Referring expression pointing data:
════════════════════
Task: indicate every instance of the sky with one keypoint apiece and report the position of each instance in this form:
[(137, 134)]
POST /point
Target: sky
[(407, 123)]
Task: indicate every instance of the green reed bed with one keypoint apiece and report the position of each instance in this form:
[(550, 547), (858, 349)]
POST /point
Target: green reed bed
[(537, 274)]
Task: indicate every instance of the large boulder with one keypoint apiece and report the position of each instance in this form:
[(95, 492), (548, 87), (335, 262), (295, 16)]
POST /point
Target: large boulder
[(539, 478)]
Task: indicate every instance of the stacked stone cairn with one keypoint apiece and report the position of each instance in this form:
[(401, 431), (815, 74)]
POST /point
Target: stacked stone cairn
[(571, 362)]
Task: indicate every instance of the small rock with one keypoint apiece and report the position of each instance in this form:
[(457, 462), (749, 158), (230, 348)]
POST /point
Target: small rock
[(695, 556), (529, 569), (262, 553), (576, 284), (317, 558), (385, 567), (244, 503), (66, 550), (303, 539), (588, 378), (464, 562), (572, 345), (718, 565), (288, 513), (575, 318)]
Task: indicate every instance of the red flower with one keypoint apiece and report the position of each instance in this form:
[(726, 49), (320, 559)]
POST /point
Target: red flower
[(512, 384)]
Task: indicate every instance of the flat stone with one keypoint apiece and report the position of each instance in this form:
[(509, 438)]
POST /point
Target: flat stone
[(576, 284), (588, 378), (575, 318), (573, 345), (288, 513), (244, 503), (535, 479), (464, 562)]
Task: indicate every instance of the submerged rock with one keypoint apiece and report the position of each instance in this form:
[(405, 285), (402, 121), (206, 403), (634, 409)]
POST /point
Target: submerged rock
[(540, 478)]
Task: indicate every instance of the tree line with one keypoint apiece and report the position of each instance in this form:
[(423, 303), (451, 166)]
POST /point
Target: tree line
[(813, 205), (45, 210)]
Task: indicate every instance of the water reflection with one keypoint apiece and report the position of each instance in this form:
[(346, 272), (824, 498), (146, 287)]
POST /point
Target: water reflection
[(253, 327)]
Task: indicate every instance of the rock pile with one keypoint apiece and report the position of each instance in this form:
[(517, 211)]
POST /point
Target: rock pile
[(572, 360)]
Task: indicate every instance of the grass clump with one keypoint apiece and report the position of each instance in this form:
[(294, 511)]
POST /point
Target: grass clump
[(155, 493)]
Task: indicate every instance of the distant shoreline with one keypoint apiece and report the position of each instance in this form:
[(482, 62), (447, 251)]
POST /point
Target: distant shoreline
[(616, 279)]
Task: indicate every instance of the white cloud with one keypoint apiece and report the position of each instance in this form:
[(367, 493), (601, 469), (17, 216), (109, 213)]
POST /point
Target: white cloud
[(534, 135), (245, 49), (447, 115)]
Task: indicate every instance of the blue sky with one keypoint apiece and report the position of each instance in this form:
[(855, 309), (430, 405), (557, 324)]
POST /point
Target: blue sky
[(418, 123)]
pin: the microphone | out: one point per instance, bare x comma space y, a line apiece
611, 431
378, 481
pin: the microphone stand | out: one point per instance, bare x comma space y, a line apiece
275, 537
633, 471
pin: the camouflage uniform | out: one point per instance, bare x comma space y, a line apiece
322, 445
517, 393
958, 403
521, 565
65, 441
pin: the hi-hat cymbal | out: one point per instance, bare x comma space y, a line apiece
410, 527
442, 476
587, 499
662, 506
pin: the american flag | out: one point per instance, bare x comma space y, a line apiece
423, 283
════════════════════
▸ PROBLEM DETAILS: For this exercise, all the data must be repeated exactly.

▸ OUTPUT:
Task: indicate every instance of the sky with one keypoint apiece and report the position of each instance in this form:
[(137, 134)]
POST /point
Target: sky
[(407, 123)]
Task: indicate every instance of the green reed bed with one keypoint apiece and report the position of each instance in this form:
[(550, 547), (858, 349)]
POST /point
Target: green reed bed
[(537, 274)]
Task: indicate every instance of the large boulder with one keypoint apiece and report the position of each instance in this form:
[(95, 492), (548, 87), (335, 262), (295, 16)]
POST /point
Target: large boulder
[(539, 478)]
Task: indicate every instance of the stacked stone cairn with one keypoint apiece and report the position of each instance in this form:
[(401, 431), (815, 74)]
POST /point
Target: stacked stone cairn
[(571, 362)]
Task: indicate every instance of the small rock with one keypoint apiece and report the position of each instance in this form:
[(457, 462), (749, 158), (230, 348)]
POST /point
Target: small rock
[(695, 556), (529, 569), (262, 553), (576, 284), (317, 558), (385, 567), (244, 503), (66, 550), (303, 539), (588, 378), (464, 562), (572, 345), (718, 565), (288, 513), (575, 318)]
Task: indicate every instance of the red flower with one keypoint apiece and report the position of each instance in this form:
[(726, 49), (320, 559)]
POST /point
Target: red flower
[(512, 384)]
Task: indicate every instance of the flat stone with one keypoint apiece and report the position of each instance in this form:
[(509, 438)]
POST /point
Target: flat stone
[(576, 284), (588, 378), (575, 318), (573, 345), (288, 513), (244, 503), (535, 479), (464, 562)]
Task: indicate every instance of the submerged rock with one keypoint apiece and report the position of each instance in this form:
[(405, 285), (402, 121), (206, 403), (634, 409)]
POST /point
Target: submerged rock
[(540, 478)]
Task: indicate every instance of the tree line with one keypoint apiece and report the position of each instance in this form:
[(423, 303), (451, 166)]
POST /point
Target: tree line
[(813, 205), (45, 210)]
Task: indicate every instance of the water reflection with one keypoint apiece and report the position of each instance in this form:
[(346, 272), (824, 498), (146, 287)]
POST /point
Target: water reflection
[(253, 327)]
Task: indicate every instance of the rock pile with one keypoint apiece and report the position of each instance in this form:
[(517, 211)]
POST /point
Target: rock pile
[(572, 360)]
Task: indicate every instance of the grass clump with one keypoint apiece and report the position of each instance in this form:
[(294, 511)]
POST /point
Target: grass clump
[(155, 493)]
Task: indicate every instance of the distant shoreline with one keypoint apiece and report the position of each instance in this form:
[(482, 62), (447, 251)]
POST /point
Target: distant shoreline
[(616, 279)]
Task: indicate every instance of the white cloud with one keypoint apiece and report the position of each instance in this form:
[(367, 493), (601, 469), (17, 216), (109, 213)]
POST /point
Target: white cloud
[(534, 135), (245, 49), (447, 115)]
Task: indicate every instance of the blue sky with one keypoint apiece and report the position of each instance in this form:
[(855, 309), (430, 405), (557, 324)]
POST /point
Target: blue sky
[(418, 123)]
pin: the microphone | out: one point per instance, bare x comma space y, a line apiece
611, 431
378, 481
pin: the microphone stand | out: one point per instance, bare x comma space y, a line apiece
275, 537
633, 471
pin: the camouflage uniform | out: one point per instance, bare x comma space y, a line apiece
322, 445
517, 393
958, 403
521, 565
65, 441
pin: the hi-hat cymbal | out: one point per instance, bare x comma space y, a line apiece
410, 527
442, 476
587, 499
662, 506
pin: the american flag | out: one point per instance, bare x comma space y, a line apiece
423, 283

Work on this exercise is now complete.